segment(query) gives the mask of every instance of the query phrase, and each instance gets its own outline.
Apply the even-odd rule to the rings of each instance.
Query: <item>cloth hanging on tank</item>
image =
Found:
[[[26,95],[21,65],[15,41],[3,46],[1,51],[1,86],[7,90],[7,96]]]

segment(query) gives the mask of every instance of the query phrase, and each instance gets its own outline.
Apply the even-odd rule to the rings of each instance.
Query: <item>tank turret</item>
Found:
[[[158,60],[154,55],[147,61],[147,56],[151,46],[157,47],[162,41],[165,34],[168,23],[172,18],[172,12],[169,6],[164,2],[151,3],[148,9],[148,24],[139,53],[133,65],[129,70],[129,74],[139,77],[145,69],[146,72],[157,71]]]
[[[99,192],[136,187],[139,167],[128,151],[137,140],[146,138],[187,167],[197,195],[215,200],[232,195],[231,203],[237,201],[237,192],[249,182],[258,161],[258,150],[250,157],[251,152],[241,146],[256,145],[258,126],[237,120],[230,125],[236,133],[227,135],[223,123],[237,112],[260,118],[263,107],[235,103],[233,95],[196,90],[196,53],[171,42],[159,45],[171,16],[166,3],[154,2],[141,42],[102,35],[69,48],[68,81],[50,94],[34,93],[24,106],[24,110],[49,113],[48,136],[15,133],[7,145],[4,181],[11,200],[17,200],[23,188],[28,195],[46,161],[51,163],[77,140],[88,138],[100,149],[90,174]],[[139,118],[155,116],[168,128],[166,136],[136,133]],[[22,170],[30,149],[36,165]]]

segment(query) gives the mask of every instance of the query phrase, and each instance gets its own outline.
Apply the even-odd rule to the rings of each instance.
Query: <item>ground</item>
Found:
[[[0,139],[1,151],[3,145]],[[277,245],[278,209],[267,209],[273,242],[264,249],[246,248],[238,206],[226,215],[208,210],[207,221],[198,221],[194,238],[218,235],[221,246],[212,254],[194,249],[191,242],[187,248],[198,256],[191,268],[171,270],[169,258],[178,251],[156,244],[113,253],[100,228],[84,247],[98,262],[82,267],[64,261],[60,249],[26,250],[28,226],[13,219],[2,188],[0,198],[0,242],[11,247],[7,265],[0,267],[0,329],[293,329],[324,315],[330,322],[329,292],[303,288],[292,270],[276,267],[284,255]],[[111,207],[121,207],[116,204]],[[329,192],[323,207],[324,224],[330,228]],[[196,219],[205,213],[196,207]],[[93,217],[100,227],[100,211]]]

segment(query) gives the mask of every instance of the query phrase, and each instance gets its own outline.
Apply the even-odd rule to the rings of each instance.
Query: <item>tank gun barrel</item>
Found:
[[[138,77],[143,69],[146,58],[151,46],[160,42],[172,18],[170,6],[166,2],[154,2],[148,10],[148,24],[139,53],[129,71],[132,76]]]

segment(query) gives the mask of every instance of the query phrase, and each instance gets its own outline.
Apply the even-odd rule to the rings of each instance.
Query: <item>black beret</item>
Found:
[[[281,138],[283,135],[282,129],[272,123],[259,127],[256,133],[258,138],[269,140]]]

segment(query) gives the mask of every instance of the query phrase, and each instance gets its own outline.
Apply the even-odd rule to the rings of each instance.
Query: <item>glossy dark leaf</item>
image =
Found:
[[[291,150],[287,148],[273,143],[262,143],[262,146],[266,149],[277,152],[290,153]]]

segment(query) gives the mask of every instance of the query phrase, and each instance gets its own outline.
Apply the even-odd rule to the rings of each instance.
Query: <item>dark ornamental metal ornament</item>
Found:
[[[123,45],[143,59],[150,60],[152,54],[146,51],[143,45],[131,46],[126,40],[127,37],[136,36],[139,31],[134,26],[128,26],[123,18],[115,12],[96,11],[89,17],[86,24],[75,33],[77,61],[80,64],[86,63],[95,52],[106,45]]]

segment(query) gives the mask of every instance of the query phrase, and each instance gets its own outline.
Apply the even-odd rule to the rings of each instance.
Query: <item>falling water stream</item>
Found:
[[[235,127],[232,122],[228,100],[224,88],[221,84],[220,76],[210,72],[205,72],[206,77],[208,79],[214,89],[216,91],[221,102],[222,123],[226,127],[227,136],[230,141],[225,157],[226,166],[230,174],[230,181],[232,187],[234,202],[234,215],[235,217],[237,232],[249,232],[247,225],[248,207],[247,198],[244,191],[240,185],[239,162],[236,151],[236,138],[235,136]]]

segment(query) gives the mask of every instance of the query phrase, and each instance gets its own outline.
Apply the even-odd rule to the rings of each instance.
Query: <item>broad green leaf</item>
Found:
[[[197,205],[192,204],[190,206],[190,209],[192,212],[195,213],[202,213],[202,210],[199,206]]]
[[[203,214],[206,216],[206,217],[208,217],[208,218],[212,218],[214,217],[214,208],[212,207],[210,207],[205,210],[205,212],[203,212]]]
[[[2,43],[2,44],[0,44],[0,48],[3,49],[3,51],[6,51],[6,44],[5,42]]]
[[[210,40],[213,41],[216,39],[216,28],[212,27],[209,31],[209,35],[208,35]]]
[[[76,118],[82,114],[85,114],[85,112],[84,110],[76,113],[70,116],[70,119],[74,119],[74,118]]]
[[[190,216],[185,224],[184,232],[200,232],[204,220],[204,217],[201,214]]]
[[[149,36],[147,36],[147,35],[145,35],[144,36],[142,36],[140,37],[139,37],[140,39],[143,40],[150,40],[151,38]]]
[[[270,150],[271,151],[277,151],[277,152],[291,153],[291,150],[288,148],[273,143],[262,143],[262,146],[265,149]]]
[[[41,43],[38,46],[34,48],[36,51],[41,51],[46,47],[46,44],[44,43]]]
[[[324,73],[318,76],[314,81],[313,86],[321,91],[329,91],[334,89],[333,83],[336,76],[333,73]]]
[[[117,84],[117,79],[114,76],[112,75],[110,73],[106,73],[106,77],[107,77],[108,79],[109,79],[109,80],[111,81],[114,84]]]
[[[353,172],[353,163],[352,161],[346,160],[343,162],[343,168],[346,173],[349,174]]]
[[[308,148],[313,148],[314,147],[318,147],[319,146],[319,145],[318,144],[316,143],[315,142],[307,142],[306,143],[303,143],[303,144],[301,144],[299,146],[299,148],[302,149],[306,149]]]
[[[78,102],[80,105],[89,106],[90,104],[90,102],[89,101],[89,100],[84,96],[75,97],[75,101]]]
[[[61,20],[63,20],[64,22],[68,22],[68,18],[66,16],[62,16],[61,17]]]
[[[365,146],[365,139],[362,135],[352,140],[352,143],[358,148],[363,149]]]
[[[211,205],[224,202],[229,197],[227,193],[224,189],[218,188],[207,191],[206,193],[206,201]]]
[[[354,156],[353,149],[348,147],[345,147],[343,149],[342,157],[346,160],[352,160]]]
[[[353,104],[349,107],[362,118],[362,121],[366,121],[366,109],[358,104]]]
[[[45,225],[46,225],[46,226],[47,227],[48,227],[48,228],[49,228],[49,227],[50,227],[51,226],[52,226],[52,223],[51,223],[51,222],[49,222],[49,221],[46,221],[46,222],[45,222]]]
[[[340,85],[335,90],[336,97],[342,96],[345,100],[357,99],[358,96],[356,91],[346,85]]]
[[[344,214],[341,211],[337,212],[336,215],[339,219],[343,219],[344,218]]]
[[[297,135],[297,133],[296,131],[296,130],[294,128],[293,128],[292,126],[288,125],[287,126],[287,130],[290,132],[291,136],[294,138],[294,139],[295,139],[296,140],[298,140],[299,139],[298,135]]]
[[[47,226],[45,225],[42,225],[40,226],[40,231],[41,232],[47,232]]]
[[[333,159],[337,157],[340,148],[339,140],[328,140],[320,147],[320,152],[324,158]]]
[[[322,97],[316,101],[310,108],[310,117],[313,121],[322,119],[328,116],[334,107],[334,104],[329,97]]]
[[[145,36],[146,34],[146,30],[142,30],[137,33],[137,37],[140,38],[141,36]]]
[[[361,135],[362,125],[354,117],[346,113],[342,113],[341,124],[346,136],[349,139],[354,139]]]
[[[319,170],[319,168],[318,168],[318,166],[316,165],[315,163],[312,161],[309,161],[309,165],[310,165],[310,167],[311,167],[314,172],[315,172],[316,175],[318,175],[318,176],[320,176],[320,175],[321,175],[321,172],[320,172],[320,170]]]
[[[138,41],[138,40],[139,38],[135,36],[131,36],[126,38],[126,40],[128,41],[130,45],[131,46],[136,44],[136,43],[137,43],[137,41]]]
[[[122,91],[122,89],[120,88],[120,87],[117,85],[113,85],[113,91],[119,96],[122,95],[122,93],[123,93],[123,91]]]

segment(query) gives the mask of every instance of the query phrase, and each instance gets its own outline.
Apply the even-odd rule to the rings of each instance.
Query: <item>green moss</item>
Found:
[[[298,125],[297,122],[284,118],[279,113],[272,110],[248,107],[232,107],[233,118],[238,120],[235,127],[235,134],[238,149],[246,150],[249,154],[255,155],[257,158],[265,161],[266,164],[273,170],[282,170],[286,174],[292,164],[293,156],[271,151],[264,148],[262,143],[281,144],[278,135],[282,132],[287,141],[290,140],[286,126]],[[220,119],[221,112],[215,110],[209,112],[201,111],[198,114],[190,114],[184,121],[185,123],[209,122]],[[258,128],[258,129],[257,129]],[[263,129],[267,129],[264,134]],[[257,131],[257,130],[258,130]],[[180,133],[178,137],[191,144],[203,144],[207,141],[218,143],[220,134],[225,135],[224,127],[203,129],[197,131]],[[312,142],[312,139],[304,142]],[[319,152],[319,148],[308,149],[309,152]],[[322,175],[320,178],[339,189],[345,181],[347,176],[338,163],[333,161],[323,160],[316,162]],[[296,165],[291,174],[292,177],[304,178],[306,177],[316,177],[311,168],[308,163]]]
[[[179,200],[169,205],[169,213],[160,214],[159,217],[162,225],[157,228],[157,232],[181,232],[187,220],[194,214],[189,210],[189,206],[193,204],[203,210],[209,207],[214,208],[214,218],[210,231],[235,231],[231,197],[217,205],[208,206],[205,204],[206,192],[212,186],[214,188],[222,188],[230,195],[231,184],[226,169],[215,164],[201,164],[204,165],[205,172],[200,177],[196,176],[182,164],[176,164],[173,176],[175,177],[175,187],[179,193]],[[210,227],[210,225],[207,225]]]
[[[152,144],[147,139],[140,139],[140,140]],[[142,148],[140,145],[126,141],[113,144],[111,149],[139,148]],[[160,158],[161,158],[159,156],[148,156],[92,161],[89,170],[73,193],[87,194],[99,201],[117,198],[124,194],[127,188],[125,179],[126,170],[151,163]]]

...

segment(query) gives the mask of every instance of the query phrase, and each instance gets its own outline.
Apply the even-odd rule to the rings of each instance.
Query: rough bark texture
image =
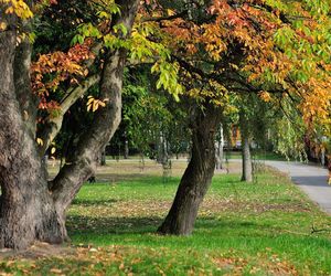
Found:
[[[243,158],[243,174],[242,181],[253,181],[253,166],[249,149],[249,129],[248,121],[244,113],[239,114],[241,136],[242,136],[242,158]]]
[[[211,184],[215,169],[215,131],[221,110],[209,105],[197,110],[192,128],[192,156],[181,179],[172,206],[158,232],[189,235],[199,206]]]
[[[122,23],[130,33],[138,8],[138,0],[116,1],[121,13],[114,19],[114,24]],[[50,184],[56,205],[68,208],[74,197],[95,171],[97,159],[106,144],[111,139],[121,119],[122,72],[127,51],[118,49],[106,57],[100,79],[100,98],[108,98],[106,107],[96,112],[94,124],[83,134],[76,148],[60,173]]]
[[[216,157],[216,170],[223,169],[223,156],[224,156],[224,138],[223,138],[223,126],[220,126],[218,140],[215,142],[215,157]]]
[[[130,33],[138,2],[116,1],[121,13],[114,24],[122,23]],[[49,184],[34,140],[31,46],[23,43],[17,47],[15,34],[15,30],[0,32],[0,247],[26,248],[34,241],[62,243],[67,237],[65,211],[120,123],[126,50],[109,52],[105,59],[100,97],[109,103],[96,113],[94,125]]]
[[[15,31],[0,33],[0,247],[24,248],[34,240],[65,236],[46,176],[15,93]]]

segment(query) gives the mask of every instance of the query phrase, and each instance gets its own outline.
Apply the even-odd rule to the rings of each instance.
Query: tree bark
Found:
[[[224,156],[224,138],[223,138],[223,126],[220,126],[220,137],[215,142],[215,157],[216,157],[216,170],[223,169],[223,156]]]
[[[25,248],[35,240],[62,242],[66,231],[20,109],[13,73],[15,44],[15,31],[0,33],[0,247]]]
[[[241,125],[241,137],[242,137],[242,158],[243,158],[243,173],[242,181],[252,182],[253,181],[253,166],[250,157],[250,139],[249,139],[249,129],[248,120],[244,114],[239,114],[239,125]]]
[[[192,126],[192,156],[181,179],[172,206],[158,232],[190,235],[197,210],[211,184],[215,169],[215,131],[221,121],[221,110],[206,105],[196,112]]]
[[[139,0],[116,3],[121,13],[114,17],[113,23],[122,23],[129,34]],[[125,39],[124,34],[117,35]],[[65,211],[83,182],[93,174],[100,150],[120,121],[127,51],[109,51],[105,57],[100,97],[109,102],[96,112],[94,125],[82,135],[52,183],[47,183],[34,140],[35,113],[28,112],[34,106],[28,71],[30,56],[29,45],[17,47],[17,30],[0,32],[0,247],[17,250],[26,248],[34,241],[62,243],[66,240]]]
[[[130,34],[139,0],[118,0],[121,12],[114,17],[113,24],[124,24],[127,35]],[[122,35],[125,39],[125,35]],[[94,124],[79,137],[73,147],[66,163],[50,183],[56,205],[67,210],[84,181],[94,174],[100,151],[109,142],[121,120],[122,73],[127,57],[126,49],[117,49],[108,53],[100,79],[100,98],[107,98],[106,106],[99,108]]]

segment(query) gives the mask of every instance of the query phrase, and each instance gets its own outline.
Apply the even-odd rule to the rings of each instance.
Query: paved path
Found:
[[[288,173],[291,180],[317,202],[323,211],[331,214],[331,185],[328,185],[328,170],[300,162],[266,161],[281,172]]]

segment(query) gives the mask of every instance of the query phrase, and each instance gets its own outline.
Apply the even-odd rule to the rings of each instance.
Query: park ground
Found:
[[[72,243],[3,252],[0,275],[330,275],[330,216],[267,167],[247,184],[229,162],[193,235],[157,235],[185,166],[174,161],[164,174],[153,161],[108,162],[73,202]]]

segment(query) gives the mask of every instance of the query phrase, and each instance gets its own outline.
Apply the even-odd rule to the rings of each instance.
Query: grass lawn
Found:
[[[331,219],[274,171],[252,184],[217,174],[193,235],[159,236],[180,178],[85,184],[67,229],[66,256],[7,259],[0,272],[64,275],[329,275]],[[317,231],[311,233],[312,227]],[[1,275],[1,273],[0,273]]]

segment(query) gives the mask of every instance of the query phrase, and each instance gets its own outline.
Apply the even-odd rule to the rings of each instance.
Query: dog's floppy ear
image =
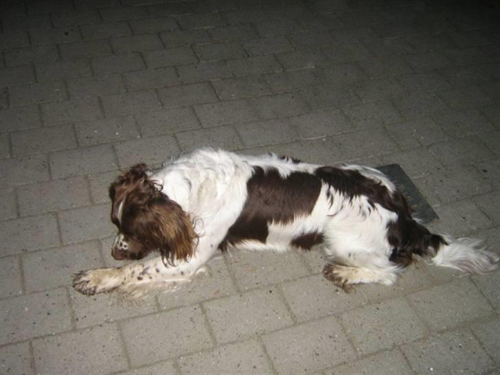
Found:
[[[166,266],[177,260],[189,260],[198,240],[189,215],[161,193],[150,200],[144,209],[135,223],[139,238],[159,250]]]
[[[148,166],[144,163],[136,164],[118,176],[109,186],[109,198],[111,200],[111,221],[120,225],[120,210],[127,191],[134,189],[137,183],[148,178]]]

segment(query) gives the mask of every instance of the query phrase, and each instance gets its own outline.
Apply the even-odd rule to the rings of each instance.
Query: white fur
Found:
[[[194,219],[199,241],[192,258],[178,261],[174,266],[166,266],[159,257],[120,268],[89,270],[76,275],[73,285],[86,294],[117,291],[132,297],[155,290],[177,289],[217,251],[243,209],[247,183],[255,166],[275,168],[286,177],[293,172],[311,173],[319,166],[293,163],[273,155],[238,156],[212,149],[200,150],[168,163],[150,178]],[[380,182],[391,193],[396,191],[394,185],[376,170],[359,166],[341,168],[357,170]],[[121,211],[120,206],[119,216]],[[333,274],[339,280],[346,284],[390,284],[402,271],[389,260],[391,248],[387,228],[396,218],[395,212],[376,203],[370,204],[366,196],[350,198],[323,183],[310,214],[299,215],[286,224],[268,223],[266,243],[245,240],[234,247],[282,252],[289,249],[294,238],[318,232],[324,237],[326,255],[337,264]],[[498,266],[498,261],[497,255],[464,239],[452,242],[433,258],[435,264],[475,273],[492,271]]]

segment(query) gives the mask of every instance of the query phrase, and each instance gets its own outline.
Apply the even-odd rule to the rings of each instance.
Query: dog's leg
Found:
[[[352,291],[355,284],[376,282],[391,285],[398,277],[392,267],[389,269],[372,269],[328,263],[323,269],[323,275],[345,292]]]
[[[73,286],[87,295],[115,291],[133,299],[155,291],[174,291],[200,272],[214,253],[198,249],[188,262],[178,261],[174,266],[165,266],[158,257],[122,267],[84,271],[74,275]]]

...

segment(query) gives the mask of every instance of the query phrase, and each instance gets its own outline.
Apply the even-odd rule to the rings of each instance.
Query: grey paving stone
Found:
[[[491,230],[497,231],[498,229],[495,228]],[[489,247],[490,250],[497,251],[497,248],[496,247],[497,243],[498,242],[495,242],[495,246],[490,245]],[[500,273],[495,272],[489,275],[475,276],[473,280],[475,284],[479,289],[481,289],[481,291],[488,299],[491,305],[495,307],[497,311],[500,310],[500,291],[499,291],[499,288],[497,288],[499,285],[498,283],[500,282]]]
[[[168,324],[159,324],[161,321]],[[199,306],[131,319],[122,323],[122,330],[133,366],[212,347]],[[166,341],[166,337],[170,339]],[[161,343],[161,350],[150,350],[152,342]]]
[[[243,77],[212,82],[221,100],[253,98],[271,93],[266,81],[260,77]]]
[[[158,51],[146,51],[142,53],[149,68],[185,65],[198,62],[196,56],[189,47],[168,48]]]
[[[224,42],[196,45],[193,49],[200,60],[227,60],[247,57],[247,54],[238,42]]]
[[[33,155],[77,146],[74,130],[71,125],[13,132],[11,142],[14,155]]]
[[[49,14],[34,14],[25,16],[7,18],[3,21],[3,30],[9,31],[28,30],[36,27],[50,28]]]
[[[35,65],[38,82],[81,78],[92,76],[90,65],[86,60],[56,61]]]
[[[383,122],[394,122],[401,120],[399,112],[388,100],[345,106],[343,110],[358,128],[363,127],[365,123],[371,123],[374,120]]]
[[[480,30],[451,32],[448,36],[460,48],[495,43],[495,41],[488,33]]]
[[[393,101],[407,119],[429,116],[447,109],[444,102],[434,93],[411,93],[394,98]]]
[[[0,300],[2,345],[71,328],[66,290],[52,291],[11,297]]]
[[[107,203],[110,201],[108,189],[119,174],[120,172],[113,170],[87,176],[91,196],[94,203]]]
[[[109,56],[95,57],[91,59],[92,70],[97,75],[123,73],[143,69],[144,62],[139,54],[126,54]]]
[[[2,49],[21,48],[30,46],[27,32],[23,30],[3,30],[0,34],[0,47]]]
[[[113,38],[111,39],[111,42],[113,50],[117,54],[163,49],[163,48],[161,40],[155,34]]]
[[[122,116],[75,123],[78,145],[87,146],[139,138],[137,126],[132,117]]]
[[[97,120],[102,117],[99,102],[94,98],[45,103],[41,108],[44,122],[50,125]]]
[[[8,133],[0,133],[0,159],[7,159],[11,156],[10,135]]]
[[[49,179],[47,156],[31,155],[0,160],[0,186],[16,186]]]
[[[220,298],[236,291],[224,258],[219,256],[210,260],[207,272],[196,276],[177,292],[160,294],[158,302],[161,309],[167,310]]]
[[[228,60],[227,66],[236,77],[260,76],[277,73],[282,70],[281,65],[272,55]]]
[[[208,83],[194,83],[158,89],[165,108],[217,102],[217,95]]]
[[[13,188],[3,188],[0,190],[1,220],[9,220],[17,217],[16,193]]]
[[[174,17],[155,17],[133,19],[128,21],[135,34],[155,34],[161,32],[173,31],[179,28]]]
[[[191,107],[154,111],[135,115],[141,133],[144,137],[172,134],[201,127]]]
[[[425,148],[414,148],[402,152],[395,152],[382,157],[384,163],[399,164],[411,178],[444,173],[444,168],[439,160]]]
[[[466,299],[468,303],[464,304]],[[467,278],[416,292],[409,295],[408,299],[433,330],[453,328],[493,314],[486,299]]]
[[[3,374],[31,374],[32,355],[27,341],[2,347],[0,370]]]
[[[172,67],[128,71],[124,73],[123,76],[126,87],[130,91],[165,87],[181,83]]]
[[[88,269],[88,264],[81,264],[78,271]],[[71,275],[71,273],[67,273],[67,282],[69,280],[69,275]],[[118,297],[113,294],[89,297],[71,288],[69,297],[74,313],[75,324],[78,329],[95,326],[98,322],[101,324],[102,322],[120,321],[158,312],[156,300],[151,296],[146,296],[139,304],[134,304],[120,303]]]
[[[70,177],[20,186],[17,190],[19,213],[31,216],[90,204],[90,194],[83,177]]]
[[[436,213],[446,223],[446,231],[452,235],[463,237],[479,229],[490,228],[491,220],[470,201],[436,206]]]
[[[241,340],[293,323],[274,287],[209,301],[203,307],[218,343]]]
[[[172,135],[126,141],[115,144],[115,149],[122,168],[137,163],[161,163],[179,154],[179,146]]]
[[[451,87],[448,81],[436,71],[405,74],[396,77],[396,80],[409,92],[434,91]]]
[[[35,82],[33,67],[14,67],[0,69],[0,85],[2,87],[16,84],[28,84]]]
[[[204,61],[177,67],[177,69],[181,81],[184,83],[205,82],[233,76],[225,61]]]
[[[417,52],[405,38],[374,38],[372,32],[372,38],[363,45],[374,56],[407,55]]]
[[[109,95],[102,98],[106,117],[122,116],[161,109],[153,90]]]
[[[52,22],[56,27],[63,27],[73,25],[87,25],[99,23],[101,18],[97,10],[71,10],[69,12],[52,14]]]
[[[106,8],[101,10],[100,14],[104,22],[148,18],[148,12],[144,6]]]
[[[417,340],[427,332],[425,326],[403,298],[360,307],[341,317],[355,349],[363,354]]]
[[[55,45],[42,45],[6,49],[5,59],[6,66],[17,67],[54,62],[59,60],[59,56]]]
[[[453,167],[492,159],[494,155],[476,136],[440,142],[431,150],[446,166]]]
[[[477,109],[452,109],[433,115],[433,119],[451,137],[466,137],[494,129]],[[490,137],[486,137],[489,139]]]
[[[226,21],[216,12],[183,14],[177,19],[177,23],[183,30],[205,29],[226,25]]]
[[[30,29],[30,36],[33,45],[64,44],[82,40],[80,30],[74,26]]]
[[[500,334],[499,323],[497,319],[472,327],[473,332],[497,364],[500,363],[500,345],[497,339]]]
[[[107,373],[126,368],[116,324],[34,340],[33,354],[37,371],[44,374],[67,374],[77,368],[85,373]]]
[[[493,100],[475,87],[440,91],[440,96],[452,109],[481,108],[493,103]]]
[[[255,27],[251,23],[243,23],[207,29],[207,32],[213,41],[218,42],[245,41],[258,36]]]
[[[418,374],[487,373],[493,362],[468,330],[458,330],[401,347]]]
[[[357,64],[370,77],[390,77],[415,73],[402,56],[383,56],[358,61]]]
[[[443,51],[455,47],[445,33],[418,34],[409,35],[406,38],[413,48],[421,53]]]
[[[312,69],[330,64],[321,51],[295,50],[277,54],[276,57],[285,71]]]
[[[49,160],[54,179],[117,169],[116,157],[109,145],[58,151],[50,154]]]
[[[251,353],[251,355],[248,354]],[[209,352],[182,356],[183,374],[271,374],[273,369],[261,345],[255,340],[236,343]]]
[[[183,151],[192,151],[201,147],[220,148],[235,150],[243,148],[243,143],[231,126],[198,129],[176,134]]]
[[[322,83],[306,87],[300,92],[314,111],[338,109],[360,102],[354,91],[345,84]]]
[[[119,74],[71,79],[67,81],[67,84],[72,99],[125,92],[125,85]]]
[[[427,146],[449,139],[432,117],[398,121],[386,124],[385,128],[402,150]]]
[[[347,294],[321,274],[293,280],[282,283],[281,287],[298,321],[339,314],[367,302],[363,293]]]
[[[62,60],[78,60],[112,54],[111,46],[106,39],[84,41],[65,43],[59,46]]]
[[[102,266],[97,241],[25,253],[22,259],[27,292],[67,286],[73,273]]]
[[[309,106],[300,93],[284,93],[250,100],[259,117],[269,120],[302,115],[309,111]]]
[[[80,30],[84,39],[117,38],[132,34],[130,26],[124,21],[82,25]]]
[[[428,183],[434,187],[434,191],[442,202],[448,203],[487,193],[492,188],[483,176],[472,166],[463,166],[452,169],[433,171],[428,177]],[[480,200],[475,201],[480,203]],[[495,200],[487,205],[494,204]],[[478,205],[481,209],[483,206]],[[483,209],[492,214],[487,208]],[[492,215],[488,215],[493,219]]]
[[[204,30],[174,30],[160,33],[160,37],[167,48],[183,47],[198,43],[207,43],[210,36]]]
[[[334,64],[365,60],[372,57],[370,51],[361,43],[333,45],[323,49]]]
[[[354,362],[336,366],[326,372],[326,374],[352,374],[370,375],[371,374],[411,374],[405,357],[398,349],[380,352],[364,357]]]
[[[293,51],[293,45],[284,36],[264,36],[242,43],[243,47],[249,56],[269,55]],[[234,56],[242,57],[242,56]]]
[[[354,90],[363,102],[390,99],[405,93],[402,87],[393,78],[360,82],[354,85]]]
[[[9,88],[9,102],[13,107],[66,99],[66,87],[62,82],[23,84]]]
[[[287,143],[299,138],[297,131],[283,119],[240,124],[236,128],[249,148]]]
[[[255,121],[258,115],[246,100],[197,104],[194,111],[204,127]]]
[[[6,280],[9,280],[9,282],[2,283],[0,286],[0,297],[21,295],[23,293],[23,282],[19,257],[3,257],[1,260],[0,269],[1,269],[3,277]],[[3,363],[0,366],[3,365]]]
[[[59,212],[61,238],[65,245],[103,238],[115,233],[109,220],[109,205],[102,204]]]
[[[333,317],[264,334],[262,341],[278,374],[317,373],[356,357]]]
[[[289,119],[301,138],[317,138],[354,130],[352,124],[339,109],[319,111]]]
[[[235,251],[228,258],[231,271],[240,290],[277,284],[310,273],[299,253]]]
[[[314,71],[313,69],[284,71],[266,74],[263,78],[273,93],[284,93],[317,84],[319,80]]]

**Request**
Extract every line in the entries above that contains the string "dark", treating uppercase and lowercase letters as distinct.

**Answer for the task**
Query: <item>glossy dark leaf</item>
Query: <item>dark ornamental metal ornament</item>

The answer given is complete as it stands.